Aim of the task: Give every line of the listing word for word, beginning at the first and including the line with "Where can the caramelized" as the last.

Given records:
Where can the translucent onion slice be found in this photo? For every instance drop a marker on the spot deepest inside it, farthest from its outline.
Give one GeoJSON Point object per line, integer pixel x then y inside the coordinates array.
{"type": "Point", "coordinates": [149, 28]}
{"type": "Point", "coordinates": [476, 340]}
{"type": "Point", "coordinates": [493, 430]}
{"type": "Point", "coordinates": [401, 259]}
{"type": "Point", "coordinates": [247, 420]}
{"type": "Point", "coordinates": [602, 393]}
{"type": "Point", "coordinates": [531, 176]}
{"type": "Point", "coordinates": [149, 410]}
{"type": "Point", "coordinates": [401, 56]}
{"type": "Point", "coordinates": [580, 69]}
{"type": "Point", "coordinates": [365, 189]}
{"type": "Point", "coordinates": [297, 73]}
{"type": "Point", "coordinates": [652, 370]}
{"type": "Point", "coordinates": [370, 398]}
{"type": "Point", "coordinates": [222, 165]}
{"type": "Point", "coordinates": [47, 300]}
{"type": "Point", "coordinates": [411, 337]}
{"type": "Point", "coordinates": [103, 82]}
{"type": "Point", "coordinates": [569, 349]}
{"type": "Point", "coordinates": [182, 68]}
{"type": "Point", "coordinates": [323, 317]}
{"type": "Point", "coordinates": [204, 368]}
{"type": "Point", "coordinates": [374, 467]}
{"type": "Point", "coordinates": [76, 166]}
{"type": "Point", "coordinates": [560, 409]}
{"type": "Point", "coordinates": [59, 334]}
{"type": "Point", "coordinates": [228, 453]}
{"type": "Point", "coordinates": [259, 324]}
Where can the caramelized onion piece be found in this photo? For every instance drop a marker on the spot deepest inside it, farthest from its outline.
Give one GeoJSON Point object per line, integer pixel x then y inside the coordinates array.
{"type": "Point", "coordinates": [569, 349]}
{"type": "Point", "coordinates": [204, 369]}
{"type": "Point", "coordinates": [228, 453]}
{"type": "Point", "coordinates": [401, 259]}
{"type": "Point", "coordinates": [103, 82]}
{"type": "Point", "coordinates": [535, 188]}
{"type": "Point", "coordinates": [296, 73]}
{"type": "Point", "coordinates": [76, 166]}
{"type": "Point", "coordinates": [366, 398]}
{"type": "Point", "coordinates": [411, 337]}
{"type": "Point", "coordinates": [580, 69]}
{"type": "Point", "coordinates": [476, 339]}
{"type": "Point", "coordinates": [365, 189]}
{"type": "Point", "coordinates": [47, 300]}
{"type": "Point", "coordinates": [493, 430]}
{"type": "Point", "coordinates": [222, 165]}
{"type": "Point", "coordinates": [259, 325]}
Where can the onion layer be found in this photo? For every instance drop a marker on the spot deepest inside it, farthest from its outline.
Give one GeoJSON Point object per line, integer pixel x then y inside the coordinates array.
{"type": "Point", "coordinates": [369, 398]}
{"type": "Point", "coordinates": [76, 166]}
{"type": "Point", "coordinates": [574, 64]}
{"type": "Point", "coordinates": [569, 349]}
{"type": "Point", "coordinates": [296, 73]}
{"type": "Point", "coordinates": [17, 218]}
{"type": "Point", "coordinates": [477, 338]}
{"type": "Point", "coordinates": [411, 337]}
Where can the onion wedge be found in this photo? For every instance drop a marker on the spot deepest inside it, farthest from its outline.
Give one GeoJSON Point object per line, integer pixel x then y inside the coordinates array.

Exercise solution:
Where can the translucent onion slice be found in this photo? For every instance drop a marker on the spot deepest inside it, farthest from its outline.
Give one GeoJSON Point object per line, integer pixel x then y inside the coordinates array.
{"type": "Point", "coordinates": [149, 28]}
{"type": "Point", "coordinates": [476, 340]}
{"type": "Point", "coordinates": [493, 430]}
{"type": "Point", "coordinates": [401, 259]}
{"type": "Point", "coordinates": [247, 420]}
{"type": "Point", "coordinates": [602, 393]}
{"type": "Point", "coordinates": [531, 176]}
{"type": "Point", "coordinates": [149, 410]}
{"type": "Point", "coordinates": [401, 56]}
{"type": "Point", "coordinates": [580, 69]}
{"type": "Point", "coordinates": [365, 189]}
{"type": "Point", "coordinates": [297, 73]}
{"type": "Point", "coordinates": [652, 370]}
{"type": "Point", "coordinates": [370, 398]}
{"type": "Point", "coordinates": [222, 165]}
{"type": "Point", "coordinates": [47, 300]}
{"type": "Point", "coordinates": [411, 337]}
{"type": "Point", "coordinates": [103, 82]}
{"type": "Point", "coordinates": [569, 349]}
{"type": "Point", "coordinates": [182, 68]}
{"type": "Point", "coordinates": [323, 317]}
{"type": "Point", "coordinates": [204, 368]}
{"type": "Point", "coordinates": [374, 467]}
{"type": "Point", "coordinates": [76, 166]}
{"type": "Point", "coordinates": [560, 409]}
{"type": "Point", "coordinates": [59, 334]}
{"type": "Point", "coordinates": [228, 453]}
{"type": "Point", "coordinates": [259, 324]}
Where can the caramelized onion piece be found in this photo? For every instance drop a marker on the spot deepest inside it, farthest from its outline.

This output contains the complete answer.